▶ [Yapılacaklar]
**a)** Abbas'ın konuşmasını ele alan metne göre aşağıdaki ifadelerin her birinin metinle uyuşup uyuşmadığını evet ya da hayır diye belirtin ve kararınızı dayandırdığınız sözleri metinden aynen alıntılayın. (i) Abbas konuşmasında uluslararası hukuka sık sık başvurdu. (ii) Abbas, ABD'de kamuoyunun İsrail yanlısı olduğunu söyledi. (iii) Abbas, Gazze'ye gideceğini dile getirdi.
**b)** Abbas'ın konuşmasını ele alan metinde Arap ülkeleri olarak sayılan ülkelerin hepsini sıralayın.
**c)** Abbas'ın konuşmasını ele alan metni, son cümlesinin ardından devam ettirin.

▶ [Verilen Metin]
Bence daha farklı bir yol izlenerek İslam İşbirliği Teşkilatı, başta Mısır, Ürdün, Suudi Arabistan, Birleşik Arap Emirlikleri ve Kuveyt gibi Arap ülkeleri ile İran, Türkiye, Pakistan, Endonezya gibi Arap olmayan Müslüman ülkelerin girişimiyle acil toplantıya çağrılabilirdi. Hatta orada alınacak bir kararla Çin, Rusya, Brezilya gibi baştan itibaren Gazze’de İsrail’in yaptıklarını kınayan, bu konuda uluslararası girişimlerde bulunan ve Güney Afrika gibi Uluslararası Adalet Divanı’na soykırım başvurusunda bulunan ve sonradan bu davaya müdahil olanlarla da temas kurularak geniş bir diplomatik cephe oluşturulmasına gayret edilebilirdi. Fakat Abbas’ın konuşmasında da ifade ettiği gibi, Filistin meselesi Türkiye’de önemli bir gündem konusu haline geldiği/getirildiği için bu yol denendi.
Haklı olarak en ağır ifadelerle İsrail’i kınadığı ve Amerika’yı eleştirdiği konuşmasında Abbas uluslararası hukuka bol bol atıfta bulundu ve uluslararası kamuoyunun kendi lehlerinde olduğunu söyledi. Hatta Batı ülkelerinde ve ABD’de bile kamuoyunun İsrail yanlısı olmadığının altını çizdi.
Mücadeleyi sürdürmeye kararlı olduklarını belirten Filistin lideri Gazze’nin Filistin devletinden ayrılamayacağının yani Filistin’in Gazze’siz, Gazze’nin ise Filistin’siz olamayacağını vurguladı ki, burada bazı satır arası mesajlar olduğuna hiç şüphe yok. Yani Hamas’la veya Hamas’sız orada yani Gazze’de ayrı bir devlet veya yönetim kurulamayacağını ısrarla telaffuz etti. Zaten sonucu ölüm bile olsa Filistin’in önde gelen liderleriyle birlikte Gazze’ye gideceğini belirtirken buna ayrıca vurgu yapmış oluyordu.

▶ [Sağlanan Veriler]
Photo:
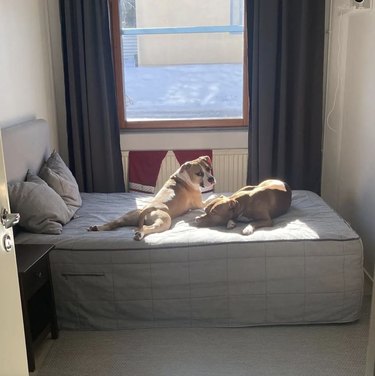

▶ [Alıştırma Cevapları]
**a)**
(i) Evet: "Abbas uluslararası hukuka bol bol atıfta bulundu"
(ii) Hayır: "Hatta Batı ülkelerinde ve ABD’de bile kamuoyunun İsrail yanlısı olmadığının altını çizdi."
(iii) Evet: "Filistin’in önde gelen liderleriyle birlikte Gazze’ye gideceğini belirtirken"

**b)** Mısır, Ürdün, Suudi Arabistan, Birleşik Arap Emirlikleri, Kuveyt

**c)**
Mısır ve Ürdün'ün diplomasisini övdü
Abbas’ın konuşmasında Türkiye açısından çıkarılacak en önemli ders, Mısır ile Ürdün’ün diplomatik girişimlerinden övgüyle bahsettiği kısımlardı. Başta El-Fetih ve Hamas olmak üzere toplamda 14 Filistin direniş örgütünün Beijing’de bir araya gelerek yaptıkları ortak mücadele uzlaşısına ısrarla referans vermesi ise bize bir uyarı gibiydi. Filistin meselesinin Türkiye’de önemli bir konu haline gelmesini/getirilmesini her ne kadar bizleri övmek için dile getirdiyse de burada, aslında ince uyarılar bulmak da mümkün. Örneğin ortak mücadele temelindeki uzlaşmaya saygı gösterilmesi aynı zamanda Filistin konusunda kendisinin tek muhatap alınmasını istediği anlamına da geliyor.
Mısır ve Ürdün’ün izlediği diplomatik stratejiye büyük övgüler yaptığı bölümde açıkçası Türkiye’ye "Sen de onlar gibi yap, onlara katıl" derken, bu iki devletin uluslararası hukuk zemininde ve İsrail aleyhine seyreden uluslararası ortamdan da faydalanarak Filistin devletini en fazla sayıda devlete tanıttırmanın çok önemli olduğunun altını çizmiş oluyordu. Netanyahu’nun ABD Kongresi’ne giderken İsrail Parlamentosu Knesset’ten ezici bir çoğunlukla iki devletli çözümü reddeden bir karar çıkarttığını da dikkate alacak olursak, BM’de temsil edilen bir Filistin devleti olgusunun mevcut şartlarda Filistin direnişi için fevkalade önemli olduğuna hiç şüphe yok.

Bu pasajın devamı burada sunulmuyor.